The Bulgarian National Television produced a documentary on Svetla Vassileva's career, following her in several countries and theaters.

Career 
Her repertoire includes Desdemona in Otello, Leonora in La forza del destino, Violetta in La traviata, Alice Ford in Falstaff (Verdi), the title role in Madama Butterfly, La rondine, Suor Angelica and Manon Lescaut, Liu in Turandot (Puccini), the title role in Rusalka (Dvorak), Lisa in Pique Dame, Tatiana in Yevgeni Onegin (Tchaikovsky), the title role in Francesca da Rimini (Rachmaninov) and in Francesca da Rimini (Zandonai), Nedda in Pagliacci (Leoncavallo), Zemfira in Aleko (Rachmaninoff), and many others. 
She performs regularly at the Royal Opera House Covent Garden, the Vienna Staatsoper, La Scala in Milano as well as at the opera houses of Paris, San Francisco, Washington, Chicago, Rome, Florence, Turin, Geneva, Tokyo, Naples, Oslo, Monte Carlo, Venice and many others.
She has worked and continues to work with conductors, such as Bruno Bartoletti, Riccardo Chailly, Daniele Gatti, Vladimir Jurowski, Nicola Luisotti, Lorin Maazel, Zubin Mehta, Riccardo Muti, Kent Nagano, Gianandrea Noseda, Daniel Oren, George Pretre, Yutake Sado, Jeffrey Tate, Yuri Temirkanov.

Critical reception 
Laura Biggs of Musical Criticism wrote that Vassileva's performance as Cio-Cio San in Madama Butterfly "delivered a luxurious spinto sound. It lent her character absolute command. Hers was a voice to be reckoned with."

Pietro Acquafredda of "Il Giornale" wrote, "Svetla Vassileva has been one Violetta of great intensity and participation, round and intense voice, from the manual of the third act."

In 2010 Philip G. Hodge published an article, "Svetla Vassileva Superstars in a Superstar Production", in which he says, among others, "There is no question that Svetla Vassileva in her role as Butterfly is the star of this production", and "I don’t know or care how old Svetla Vassileva is nor how worldly and experienced she may be in real life – the person I saw on that stage was 15 years old, naïve, and totally in love with a skunk."

# STORED DATA
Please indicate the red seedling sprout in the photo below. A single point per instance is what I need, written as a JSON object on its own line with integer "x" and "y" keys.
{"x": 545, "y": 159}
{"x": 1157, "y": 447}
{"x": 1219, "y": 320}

# GIVEN INSTRUCTION A
Rewrite the Svetla Vassileva passage starting with "She performs regularly" and going on through "Venice and many others.", putting "Bavarian State Opera" in place of "Vienna Staatsoper".
# GIVEN INSTRUCTION B
Based on the Svetla Vassileva passage, does each statement agree with it? Answer yes or no and quote the words that decide it. (i) Vassileva performs regularly at the Vienna Staatsoper. (ii) Philip G. Hodge published his article about her in 2012. (iii) Laura Biggs wrote for "Il Giornale."

# TASK RESPONSE A
She performs regularly at the Royal Opera House Covent Garden, the Bavarian State Opera, La Scala in Milano as well as at the opera houses of Paris, San Francisco, Washington, Chicago, Rome, Florence, Turin, Geneva, Tokyo, Naples, Oslo, Monte Carlo, Venice and many others.

# TASK RESPONSE B
(i) Yes: "She performs regularly at the Royal Opera House Covent Garden, the Vienna Staatsoper"
(ii) No: "In 2010 Philip G. Hodge published an article"
(iii) No: "Laura Biggs of Musical Criticism"